> [ENTRIES SHOWN]:
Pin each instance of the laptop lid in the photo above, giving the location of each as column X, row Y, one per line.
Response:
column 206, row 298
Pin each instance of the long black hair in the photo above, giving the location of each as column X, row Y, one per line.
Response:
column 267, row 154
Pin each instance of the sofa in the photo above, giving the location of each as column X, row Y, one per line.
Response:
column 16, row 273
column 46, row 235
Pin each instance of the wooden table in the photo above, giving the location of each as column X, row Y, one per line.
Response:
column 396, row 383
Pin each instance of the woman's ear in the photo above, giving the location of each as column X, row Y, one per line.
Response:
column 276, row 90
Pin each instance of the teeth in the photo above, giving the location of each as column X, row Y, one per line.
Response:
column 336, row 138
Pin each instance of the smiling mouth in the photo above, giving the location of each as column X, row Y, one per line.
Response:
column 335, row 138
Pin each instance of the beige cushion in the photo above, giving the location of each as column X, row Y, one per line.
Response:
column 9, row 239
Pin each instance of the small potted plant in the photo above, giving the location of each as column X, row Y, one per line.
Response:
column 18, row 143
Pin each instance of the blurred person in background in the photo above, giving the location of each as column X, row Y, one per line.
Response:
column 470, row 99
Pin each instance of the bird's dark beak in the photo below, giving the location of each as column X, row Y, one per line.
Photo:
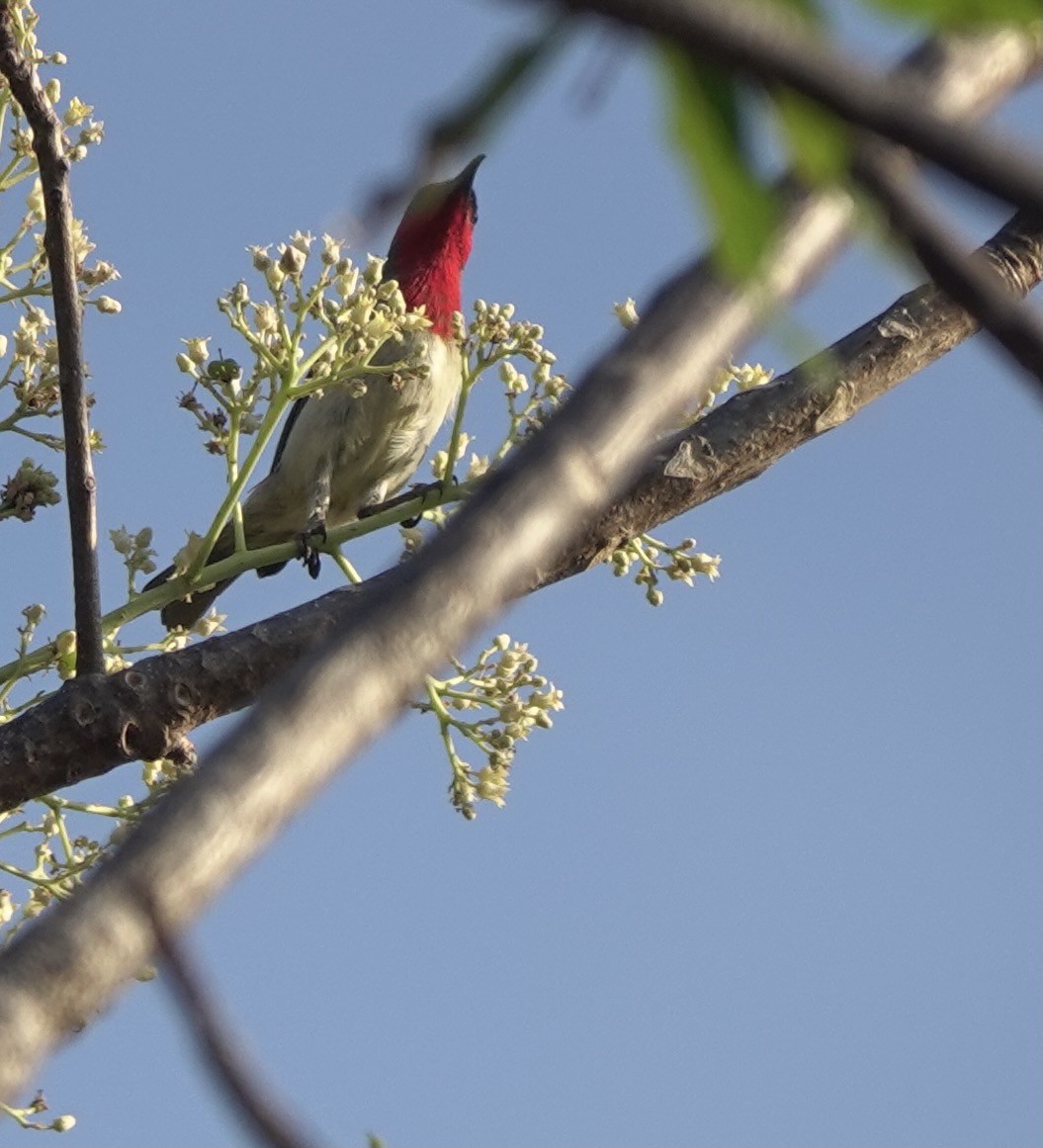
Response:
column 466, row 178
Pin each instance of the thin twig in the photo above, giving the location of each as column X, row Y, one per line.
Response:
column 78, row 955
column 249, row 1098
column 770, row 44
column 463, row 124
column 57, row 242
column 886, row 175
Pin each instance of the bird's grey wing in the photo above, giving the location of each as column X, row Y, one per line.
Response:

> [EXERCISE BRIEF]: Edit the records above by replacing "Pin each instance" with "Mark every occurrence" wherever it occurs, changing nothing else. Leave the pictures out.

> [RESULT OF THE EXERCISE]:
Mark every occurrence of the laptop lid in the photo above, giving the location of each as column X, row Y, one per line.
Response:
column 206, row 298
Mark every occurrence of the long black hair in the photo above, giving the location of each as column X, row Y, one per line.
Response:
column 267, row 154
Mark every occurrence of the sofa in the photo above, giving the location of each as column X, row Y, one per line.
Response:
column 16, row 273
column 46, row 235
Mark every occurrence of the wooden table in the photo above, giving the location of each as column X, row Y, one per line.
Response:
column 396, row 383
Mark every occurrence of the woman's ear in the photo above, giving the location of each as column X, row Y, one per line.
Response:
column 276, row 90
Mark every occurrence of the teeth in the photo above, giving the location of each as column X, row Y, one per line.
Response:
column 336, row 138
Mark every occurrence of the smiling mouth in the photo above, giving the location of each as column X, row Y, one per line.
Response:
column 335, row 138
Mark every occurrence of the beige cushion in the photo above, giving the location of each as column X, row Y, one per line.
Response:
column 9, row 239
Mark every occurrence of the small potted plant in the photo above, giving the location of each as column X, row Y, one per line.
Response:
column 18, row 143
Mark every occurrence of the blurred person in background in the photo above, giving the location of each as column X, row Y, one per line.
Response:
column 470, row 99
Mark every occurrence of the bird's dark beak in the photo below, giving the location of each as column X, row Y, one per line.
Photo:
Response:
column 466, row 178
Mark every occurrence of the thin twig in the photo above, giving the location of each as column X, row Y, one per line.
Response:
column 78, row 955
column 249, row 1098
column 770, row 44
column 463, row 124
column 57, row 242
column 886, row 175
Mark every occurrence of the bird's grey wing in the photo above, giving the location of each as column X, row Y, one per line.
Response:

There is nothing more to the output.